What to work on:
Arrange every line of the listing below as a Markdown table with two columns, Row and Line. Number the rows and leave out blank lines.

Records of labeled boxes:
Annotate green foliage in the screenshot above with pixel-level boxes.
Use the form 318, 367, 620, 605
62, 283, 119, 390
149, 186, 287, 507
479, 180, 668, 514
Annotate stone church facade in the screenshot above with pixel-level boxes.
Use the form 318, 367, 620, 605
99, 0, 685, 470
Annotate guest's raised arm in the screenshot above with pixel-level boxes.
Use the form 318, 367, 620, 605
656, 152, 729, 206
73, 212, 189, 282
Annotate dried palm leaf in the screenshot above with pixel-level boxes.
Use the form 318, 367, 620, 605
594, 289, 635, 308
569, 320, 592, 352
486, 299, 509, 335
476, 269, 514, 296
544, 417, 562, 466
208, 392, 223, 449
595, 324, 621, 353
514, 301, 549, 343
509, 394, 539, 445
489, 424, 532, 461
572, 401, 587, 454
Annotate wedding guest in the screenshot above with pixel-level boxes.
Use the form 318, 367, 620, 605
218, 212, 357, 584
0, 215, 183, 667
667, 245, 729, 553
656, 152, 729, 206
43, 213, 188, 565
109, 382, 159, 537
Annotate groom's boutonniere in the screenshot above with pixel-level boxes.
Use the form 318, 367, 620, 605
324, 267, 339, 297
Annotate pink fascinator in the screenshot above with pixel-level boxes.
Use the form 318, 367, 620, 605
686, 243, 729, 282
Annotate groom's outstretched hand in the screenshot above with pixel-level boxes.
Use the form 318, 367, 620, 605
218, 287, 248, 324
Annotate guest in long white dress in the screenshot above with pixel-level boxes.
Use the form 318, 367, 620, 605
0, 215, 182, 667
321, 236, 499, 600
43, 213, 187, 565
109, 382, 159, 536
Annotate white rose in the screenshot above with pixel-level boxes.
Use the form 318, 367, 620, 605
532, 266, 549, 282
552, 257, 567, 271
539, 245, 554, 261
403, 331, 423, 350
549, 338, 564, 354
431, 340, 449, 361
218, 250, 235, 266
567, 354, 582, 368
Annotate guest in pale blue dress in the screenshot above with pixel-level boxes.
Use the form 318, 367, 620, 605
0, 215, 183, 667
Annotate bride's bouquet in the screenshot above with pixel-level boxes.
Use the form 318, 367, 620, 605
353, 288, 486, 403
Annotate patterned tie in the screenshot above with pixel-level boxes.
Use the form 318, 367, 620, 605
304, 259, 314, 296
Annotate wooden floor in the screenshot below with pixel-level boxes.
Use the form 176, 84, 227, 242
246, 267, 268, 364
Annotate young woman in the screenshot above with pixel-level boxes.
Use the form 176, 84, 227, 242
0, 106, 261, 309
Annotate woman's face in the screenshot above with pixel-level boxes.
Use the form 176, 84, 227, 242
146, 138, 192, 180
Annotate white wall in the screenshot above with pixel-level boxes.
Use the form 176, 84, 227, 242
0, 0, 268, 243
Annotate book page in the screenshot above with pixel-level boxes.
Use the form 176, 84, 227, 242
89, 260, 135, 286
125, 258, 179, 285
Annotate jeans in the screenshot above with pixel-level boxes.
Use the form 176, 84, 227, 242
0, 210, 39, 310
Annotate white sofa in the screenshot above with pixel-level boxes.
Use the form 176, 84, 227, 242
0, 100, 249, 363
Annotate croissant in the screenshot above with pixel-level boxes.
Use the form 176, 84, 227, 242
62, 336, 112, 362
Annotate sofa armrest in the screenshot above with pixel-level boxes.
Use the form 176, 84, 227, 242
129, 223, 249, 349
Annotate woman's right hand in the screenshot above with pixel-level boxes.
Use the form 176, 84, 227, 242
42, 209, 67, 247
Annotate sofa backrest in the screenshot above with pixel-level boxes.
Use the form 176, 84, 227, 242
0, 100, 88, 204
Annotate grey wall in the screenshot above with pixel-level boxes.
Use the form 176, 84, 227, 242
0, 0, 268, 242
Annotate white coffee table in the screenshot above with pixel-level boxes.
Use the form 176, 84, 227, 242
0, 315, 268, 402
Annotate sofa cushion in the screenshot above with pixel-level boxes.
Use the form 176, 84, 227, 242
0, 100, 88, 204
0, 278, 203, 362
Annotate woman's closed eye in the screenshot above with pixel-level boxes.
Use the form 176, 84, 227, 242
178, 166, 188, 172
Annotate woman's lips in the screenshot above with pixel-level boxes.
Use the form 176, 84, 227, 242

Result of the task:
| Row | Line |
|---|---|
| 1 | Annotate green foliage in the screenshot above with pixel-level boxes. |
| 2 | Use the form 318, 367, 620, 605 |
| 3 | 62, 283, 119, 390 |
| 4 | 149, 186, 287, 507 |
| 5 | 479, 180, 668, 514 |
| 6 | Annotate stone church facade in the screenshot above with pixel-level boxes. |
| 7 | Use the form 318, 367, 620, 605 |
| 8 | 99, 0, 685, 470 |
| 9 | Annotate guest's raised arm in the screenshot above with pixel-level boxes. |
| 10 | Use the form 318, 367, 620, 605 |
| 11 | 656, 152, 729, 206 |
| 12 | 73, 212, 189, 282 |
| 13 | Annotate dried palm leaf in the screenshot above with pixel-level boxes. |
| 14 | Use the form 318, 367, 620, 605 |
| 15 | 594, 289, 635, 308 |
| 16 | 569, 320, 592, 352 |
| 17 | 486, 299, 509, 335 |
| 18 | 476, 269, 514, 296 |
| 19 | 544, 417, 562, 466 |
| 20 | 208, 392, 223, 449 |
| 21 | 595, 324, 621, 353 |
| 22 | 514, 301, 549, 343 |
| 23 | 509, 394, 539, 445 |
| 24 | 489, 424, 532, 461 |
| 25 | 572, 401, 587, 454 |
| 26 | Annotate wedding guest in the screenshot above with pixel-level boxes. |
| 27 | Use the form 318, 367, 620, 605 |
| 28 | 218, 212, 357, 584 |
| 29 | 0, 215, 183, 667 |
| 30 | 667, 245, 729, 553 |
| 31 | 656, 152, 729, 206 |
| 32 | 43, 213, 188, 565 |
| 33 | 109, 382, 159, 537 |
| 34 | Annotate groom's boutonniere in the screenshot above with pixel-level boxes. |
| 35 | Use the form 318, 367, 620, 605 |
| 36 | 324, 267, 339, 297 |
| 37 | Annotate pink fascinator in the screenshot above with pixel-level boxes. |
| 38 | Use the form 318, 367, 620, 605 |
| 39 | 686, 243, 729, 282 |
| 40 | Annotate groom's outstretched hand in the screenshot above with pixel-level boxes. |
| 41 | Use the form 318, 367, 620, 605 |
| 42 | 218, 287, 248, 324 |
| 43 | Annotate guest in long white dress in the screenshot above with pixel-level boxes. |
| 44 | Use the form 318, 367, 620, 605 |
| 45 | 0, 215, 182, 667 |
| 46 | 321, 236, 499, 600 |
| 47 | 43, 213, 187, 565 |
| 48 | 109, 382, 159, 536 |
| 49 | Annotate white rose in the screenshot above with pixel-level boxes. |
| 50 | Use the form 318, 367, 620, 605 |
| 51 | 532, 266, 549, 282 |
| 52 | 552, 257, 567, 271 |
| 53 | 539, 245, 554, 261 |
| 54 | 403, 331, 423, 350 |
| 55 | 549, 338, 564, 354 |
| 56 | 431, 340, 449, 361 |
| 57 | 218, 250, 235, 266 |
| 58 | 567, 354, 582, 368 |
| 59 | Annotate guest in pale blue dress in the screenshot above with pixel-level boxes. |
| 60 | Use the form 318, 367, 620, 605 |
| 61 | 0, 215, 183, 667 |
| 62 | Annotate bride's bouquet in the screenshot above with pixel-level boxes. |
| 63 | Use the form 318, 367, 620, 605 |
| 64 | 353, 288, 486, 403 |
| 65 | Annotate patterned tie in the screenshot above with pixel-level boxes. |
| 66 | Use the form 318, 367, 620, 605 |
| 67 | 304, 259, 314, 296 |
| 68 | Annotate wooden floor in the screenshot below with pixel-level boxes. |
| 69 | Use the form 176, 84, 227, 242 |
| 70 | 246, 267, 268, 364 |
| 71 | Annotate young woman in the screenshot above with pixel-level boxes. |
| 72 | Use the form 176, 84, 227, 242 |
| 73 | 0, 106, 261, 309 |
| 74 | Annotate woman's face in the screenshot above with pixel-level boxes. |
| 75 | Use the form 176, 84, 227, 242 |
| 76 | 146, 138, 192, 180 |
| 77 | Annotate white wall in the screenshot above with pixel-level boxes. |
| 78 | Use the form 176, 84, 227, 242 |
| 79 | 0, 0, 268, 243 |
| 80 | Annotate book page in the screenshot above with pixel-level boxes. |
| 81 | Use the form 176, 84, 227, 242 |
| 82 | 89, 260, 135, 286 |
| 83 | 125, 258, 179, 285 |
| 84 | Annotate jeans in the screenshot above with pixel-level boxes. |
| 85 | Use the form 176, 84, 227, 242 |
| 86 | 0, 210, 39, 310 |
| 87 | Annotate white sofa in the screenshot above with pixel-level boxes. |
| 88 | Use the form 176, 84, 227, 242 |
| 89 | 0, 100, 249, 363 |
| 90 | Annotate croissant in the screenshot above with pixel-level boxes. |
| 91 | Use the form 176, 84, 227, 242 |
| 92 | 62, 336, 112, 362 |
| 93 | Annotate sofa armrest in the screenshot above with pixel-level boxes. |
| 94 | Use the form 176, 84, 227, 242 |
| 95 | 129, 223, 249, 349 |
| 96 | Annotate woman's right hand in the screenshot above with pixel-level boxes. |
| 97 | Use the form 176, 84, 227, 242 |
| 98 | 42, 209, 67, 247 |
| 99 | Annotate sofa backrest in the screenshot above with pixel-level boxes. |
| 100 | Use the form 176, 84, 227, 242 |
| 101 | 0, 100, 88, 204 |
| 102 | Annotate grey wall in the screenshot above with pixel-level boxes. |
| 103 | Use the form 176, 84, 227, 242 |
| 104 | 0, 0, 268, 242 |
| 105 | Annotate white coffee table in the screenshot above with pixel-level boxes. |
| 106 | Use the form 176, 84, 227, 242 |
| 107 | 0, 315, 268, 402 |
| 108 | Annotate sofa cushion in the screenshot above with pixel-level boxes. |
| 109 | Use the form 176, 84, 227, 242 |
| 110 | 0, 100, 88, 204 |
| 111 | 0, 278, 203, 362 |
| 112 | Annotate woman's closed eye in the screenshot above with pixel-level boxes. |
| 113 | Use the form 176, 84, 227, 242 |
| 114 | 178, 166, 188, 172 |
| 115 | Annotate woman's lips in the screenshot above with pixel-level boxes. |
| 116 | Use the form 176, 84, 227, 242 |